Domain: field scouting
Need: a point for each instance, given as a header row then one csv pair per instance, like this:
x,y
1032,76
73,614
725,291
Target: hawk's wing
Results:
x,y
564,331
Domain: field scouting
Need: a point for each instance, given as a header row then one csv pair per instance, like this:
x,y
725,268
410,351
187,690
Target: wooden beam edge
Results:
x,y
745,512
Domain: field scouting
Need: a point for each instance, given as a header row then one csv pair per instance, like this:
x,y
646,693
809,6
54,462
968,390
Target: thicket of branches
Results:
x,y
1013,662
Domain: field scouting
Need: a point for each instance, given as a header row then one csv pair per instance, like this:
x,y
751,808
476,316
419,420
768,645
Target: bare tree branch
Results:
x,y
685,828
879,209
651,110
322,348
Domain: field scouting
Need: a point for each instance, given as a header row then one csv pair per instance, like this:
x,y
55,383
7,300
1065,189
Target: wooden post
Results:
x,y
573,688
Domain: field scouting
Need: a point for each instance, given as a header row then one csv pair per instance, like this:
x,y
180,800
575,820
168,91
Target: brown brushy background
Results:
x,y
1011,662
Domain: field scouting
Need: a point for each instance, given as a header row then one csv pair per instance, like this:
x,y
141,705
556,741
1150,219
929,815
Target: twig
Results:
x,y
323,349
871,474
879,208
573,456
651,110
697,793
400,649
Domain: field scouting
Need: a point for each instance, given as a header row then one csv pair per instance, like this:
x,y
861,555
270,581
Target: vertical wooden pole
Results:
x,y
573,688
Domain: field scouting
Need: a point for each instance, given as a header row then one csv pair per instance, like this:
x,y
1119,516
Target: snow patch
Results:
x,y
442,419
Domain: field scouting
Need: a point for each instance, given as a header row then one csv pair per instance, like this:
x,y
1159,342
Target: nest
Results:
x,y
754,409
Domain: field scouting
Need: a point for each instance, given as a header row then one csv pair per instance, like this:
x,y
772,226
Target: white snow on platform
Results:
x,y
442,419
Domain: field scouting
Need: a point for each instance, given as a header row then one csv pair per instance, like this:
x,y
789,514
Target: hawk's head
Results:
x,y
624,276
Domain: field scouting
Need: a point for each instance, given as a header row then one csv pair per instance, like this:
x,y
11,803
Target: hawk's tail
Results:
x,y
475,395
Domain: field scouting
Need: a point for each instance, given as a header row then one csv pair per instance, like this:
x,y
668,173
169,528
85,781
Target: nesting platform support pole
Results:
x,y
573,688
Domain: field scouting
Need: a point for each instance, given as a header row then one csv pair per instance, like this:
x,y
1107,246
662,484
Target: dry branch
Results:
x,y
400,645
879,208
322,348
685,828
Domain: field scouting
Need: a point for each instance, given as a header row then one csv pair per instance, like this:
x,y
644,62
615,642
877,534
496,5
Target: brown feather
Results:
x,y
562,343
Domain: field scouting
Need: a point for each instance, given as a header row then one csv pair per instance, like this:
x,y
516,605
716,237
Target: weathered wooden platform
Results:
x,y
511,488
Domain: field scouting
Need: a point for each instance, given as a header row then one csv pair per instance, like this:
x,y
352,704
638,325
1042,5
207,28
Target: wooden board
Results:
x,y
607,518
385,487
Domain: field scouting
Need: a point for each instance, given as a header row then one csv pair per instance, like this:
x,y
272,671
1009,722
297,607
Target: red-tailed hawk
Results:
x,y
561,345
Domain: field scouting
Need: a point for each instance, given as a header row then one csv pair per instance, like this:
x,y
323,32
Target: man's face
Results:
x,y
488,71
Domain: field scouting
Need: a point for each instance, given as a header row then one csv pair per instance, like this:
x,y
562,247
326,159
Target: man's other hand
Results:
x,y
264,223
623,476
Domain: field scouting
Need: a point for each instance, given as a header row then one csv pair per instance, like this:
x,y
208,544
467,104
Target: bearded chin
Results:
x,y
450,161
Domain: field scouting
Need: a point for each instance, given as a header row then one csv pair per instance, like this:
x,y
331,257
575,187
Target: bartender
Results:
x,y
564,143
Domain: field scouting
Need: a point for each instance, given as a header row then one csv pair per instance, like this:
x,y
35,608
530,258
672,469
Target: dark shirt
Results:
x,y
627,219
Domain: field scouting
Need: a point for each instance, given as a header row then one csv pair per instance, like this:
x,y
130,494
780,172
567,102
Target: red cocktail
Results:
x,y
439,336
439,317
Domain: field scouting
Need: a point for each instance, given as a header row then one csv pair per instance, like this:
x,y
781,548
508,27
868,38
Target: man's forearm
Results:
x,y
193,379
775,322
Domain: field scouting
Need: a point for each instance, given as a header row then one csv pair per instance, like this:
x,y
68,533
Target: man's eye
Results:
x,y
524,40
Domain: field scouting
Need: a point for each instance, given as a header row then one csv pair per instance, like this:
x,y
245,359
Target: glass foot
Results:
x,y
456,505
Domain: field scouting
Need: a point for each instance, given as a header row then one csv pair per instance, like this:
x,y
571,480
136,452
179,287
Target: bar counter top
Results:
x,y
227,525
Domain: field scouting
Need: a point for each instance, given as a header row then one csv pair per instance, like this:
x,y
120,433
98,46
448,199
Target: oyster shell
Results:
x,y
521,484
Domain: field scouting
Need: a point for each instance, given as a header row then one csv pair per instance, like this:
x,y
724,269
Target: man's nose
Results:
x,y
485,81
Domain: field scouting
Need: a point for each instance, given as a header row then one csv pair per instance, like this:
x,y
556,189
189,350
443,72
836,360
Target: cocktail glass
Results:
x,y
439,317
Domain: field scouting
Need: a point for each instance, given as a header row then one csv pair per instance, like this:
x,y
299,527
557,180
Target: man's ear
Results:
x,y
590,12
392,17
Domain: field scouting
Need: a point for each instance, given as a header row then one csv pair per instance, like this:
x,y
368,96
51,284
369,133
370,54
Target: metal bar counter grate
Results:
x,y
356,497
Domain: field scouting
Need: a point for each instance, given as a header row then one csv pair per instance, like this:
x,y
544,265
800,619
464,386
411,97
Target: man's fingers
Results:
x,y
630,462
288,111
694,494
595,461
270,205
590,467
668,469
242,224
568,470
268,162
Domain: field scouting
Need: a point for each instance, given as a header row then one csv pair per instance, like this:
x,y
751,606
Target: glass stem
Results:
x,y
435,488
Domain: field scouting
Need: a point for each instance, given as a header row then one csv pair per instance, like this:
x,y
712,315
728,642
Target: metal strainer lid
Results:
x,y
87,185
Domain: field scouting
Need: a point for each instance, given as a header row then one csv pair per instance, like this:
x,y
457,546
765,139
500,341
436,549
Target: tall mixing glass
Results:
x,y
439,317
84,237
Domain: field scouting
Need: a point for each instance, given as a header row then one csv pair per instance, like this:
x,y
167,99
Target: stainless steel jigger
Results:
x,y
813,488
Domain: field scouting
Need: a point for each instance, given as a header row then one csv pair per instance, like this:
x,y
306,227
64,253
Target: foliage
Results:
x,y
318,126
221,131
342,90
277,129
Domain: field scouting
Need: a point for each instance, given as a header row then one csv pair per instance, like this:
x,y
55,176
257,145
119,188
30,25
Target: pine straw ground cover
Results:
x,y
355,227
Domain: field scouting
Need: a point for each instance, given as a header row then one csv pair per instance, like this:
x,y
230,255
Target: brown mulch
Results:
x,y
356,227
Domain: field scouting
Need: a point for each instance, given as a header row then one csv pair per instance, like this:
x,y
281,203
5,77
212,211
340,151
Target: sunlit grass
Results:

Task instructions » Nothing should be changed: write out all of the data as is.

Task result »
Domain: field scouting
Need: a point for each instance, given as a header row then one csv pair per instance, like this:
x,y
1032,76
73,614
725,291
Target: hawk's wing
Results:
x,y
564,331
Domain: field scouting
Need: a point for each instance, given as a header row then one csv pair per instance, like this:
x,y
725,268
410,351
187,690
Target: wooden beam edge
Results:
x,y
745,512
Domain: field scouting
Need: a point for each instance, given as a header row then one csv pair per instance, like this:
x,y
646,693
809,6
54,462
968,390
Target: thicket of branches
Results:
x,y
1013,662
Domain: field scouting
Need: a point for each instance, given as a header row then one csv pair per instance, like this:
x,y
751,808
476,316
419,420
768,645
Target: bare tree branch
Results:
x,y
685,828
879,209
651,110
322,348
Domain: field scouting
Need: a point for each instance, given as a header row then one csv pair per instance, like this:
x,y
55,383
7,300
1065,189
Target: wooden post
Results:
x,y
573,688
Domain: field scouting
Need: a point for each instance, given as a header row then one csv pair per instance, like this:
x,y
180,800
575,820
168,91
Target: brown brushy background
Results:
x,y
1011,662
Domain: field scouting
Need: a point for each instance, given as a header row then one csv pair per instance, like this:
x,y
141,705
556,741
1150,219
929,815
Target: twig
Results:
x,y
323,349
871,474
879,208
573,456
651,110
697,793
400,649
Domain: field scouting
Need: a point for each instance, given as a header row then one csv pair per instance, like this:
x,y
861,555
270,581
Target: vertical wooden pole
Results:
x,y
573,688
Domain: field scouting
Need: a point for each instance, given as a header row then one csv pair per instance, like this:
x,y
1119,516
Target: snow patch
Results:
x,y
442,419
Domain: field scouting
Need: a point for each instance, given as a header row then one csv pair per instance, like this:
x,y
1159,342
Target: nest
Results:
x,y
754,409
Domain: field scouting
Need: a point for each instance, given as a header row then one csv pair per instance, like this:
x,y
772,226
Target: white snow on platform
Results:
x,y
442,419
Domain: field scouting
Need: a point for each instance, given as a header row then one csv pair per instance, like this:
x,y
789,514
Target: hawk's head
Results:
x,y
624,276
Domain: field scouting
Need: a point for each instance, given as a header row then one csv pair per instance, like this:
x,y
11,803
Target: hawk's tail
Results:
x,y
475,395
Domain: field scouting
Need: a point for each instance, given as a header row then one csv pair per instance, like this:
x,y
668,173
169,528
85,781
Target: nesting platform support pole
Results:
x,y
573,688
Domain: field scouting
Need: a point for each instance, given as a header row then one csv pair per instance, like this:
x,y
1107,246
662,484
Target: dry branch
Results:
x,y
400,645
879,208
322,348
685,828
Domain: field scouting
Need: a point for each instance, given as a header row then one csv pair per instance, like this:
x,y
644,62
615,642
877,534
496,5
Target: brown feather
Results:
x,y
562,343
Domain: field scouting
Need: a point for each instance, given as a header row then one csv pair per instance, like this:
x,y
516,605
716,237
Target: weathered wooden platform
Results:
x,y
511,488
Domain: field scouting
Need: a point for each instance, given as a header row then one csv pair per instance, like this:
x,y
352,704
638,325
1042,5
207,28
Target: wooden board
Results:
x,y
607,518
385,487
Domain: field scouting
Need: a point for each instance, given as a header row then one csv pair per instance, like this:
x,y
272,671
1009,722
297,607
Target: red-tailed hawk
Results:
x,y
561,345
Domain: field scouting
Need: a point for each instance, given as a header row then one csv pair per instance, like this:
x,y
323,32
Target: man's face
Results:
x,y
488,71
Domain: field scouting
Need: a point for each instance, given as a header row then one csv pair per instance, like this:
x,y
562,247
326,159
Target: man's other hand
Results:
x,y
264,223
623,476
Domain: field scouting
Need: a point for each instance, given as a header row then one csv pair per instance, like this:
x,y
208,544
467,104
Target: bearded chin
Results:
x,y
450,161
Domain: field scouting
Need: a point for each instance, given as a header row then one csv pair per instance, like this:
x,y
331,257
575,187
Target: bartender
Results:
x,y
564,143
Domain: field scouting
Need: a point for each instance, given as a header row then one csv pair per instance, like this:
x,y
35,608
530,258
672,469
Target: dark shirt
Results:
x,y
627,219
Domain: field scouting
Need: a point for each instance, given as a header row then one csv pair per instance, like this:
x,y
130,494
780,172
567,102
Target: red cocktail
Results:
x,y
439,336
439,317
Domain: field scouting
Need: a point for each instance, given as a header row then one csv pair per instance, like this:
x,y
781,548
508,27
868,38
Target: man's forearm
Results:
x,y
193,379
775,322
Domain: field scouting
Need: a point for each instance, given as a header row then one csv pair per instance, like this:
x,y
68,533
Target: man's eye
Results:
x,y
524,40
Domain: field scouting
Need: a point for each instance, given as a header row then one csv pair per instance, like this:
x,y
245,359
Target: glass foot
Results:
x,y
456,505
Domain: field scouting
Need: a point for each instance, given as a header row then one csv pair per instance, like this:
x,y
571,480
136,452
179,287
Target: bar counter top
Results:
x,y
227,525
Domain: field scouting
Need: a point for each instance, given as a header row then one csv pair per instance, like this:
x,y
120,433
98,46
448,199
Target: oyster shell
Results:
x,y
521,484
Domain: field scouting
Need: a point for each instance, given as a header row then one csv pair per instance, like this:
x,y
724,269
Target: man's nose
Results:
x,y
485,81
Domain: field scouting
Need: a point for each instance, given as a header row then one csv pair per instance, like this:
x,y
556,189
189,350
443,72
836,360
Target: cocktail glass
Results:
x,y
439,317
Domain: field scouting
Need: a point for each instance, given as a header row then one csv pair per instance, like this:
x,y
299,527
557,180
Target: man's ear
Results:
x,y
590,12
392,17
Domain: field scouting
Need: a point for each instance, given as a header row then one csv pair per instance, like this:
x,y
368,96
51,284
369,133
370,54
Target: metal bar counter grate
Results:
x,y
356,497
Domain: field scouting
Need: a point for each instance, given as a header row then one csv pair per instance, like this:
x,y
544,265
800,619
464,386
411,97
Target: man's fingers
Results:
x,y
630,462
288,111
694,494
595,461
270,205
590,467
668,469
242,224
568,470
268,162
Domain: field scouting
Need: a point for each instance, given as a header row then one csv pair per instance, like this:
x,y
751,606
Target: glass stem
Results:
x,y
435,488
Domain: field scouting
Need: a point for each instance, given as a header row then one csv pair per instance, like this:
x,y
712,315
728,642
Target: metal strainer lid
Results:
x,y
87,185
Domain: field scouting
Need: a point for each instance, given as a header row then one csv pair per instance, like this:
x,y
457,546
765,139
500,341
436,549
Target: tall mixing glass
Results:
x,y
439,317
84,237
Domain: field scouting
Need: a point for each instance, given as a header row then one csv pair per instance, like this:
x,y
167,99
Target: stainless steel jigger
Results:
x,y
813,488
Domain: field scouting
Need: a point for each instance, given as a header row then one csv pair per instance, like this:
x,y
306,227
64,253
Target: foliage
Results:
x,y
318,126
221,131
342,90
277,129
Domain: field scouting
Need: a point for each instance, given as a header row then one csv pair per instance, like this:
x,y
55,176
257,145
119,188
30,25
Target: pine straw ground cover
Results:
x,y
355,227
Domain: field scouting
Need: a point for each instance, given as a header row then one csv pair per instance, like this:
x,y
230,255
Target: brown mulch
Results:
x,y
356,227
Domain: field scouting
Need: a point for each instance, given as a header row then one csv pair per instance, like this:
x,y
281,203
5,77
212,211
340,151
Target: sunlit grass
Results:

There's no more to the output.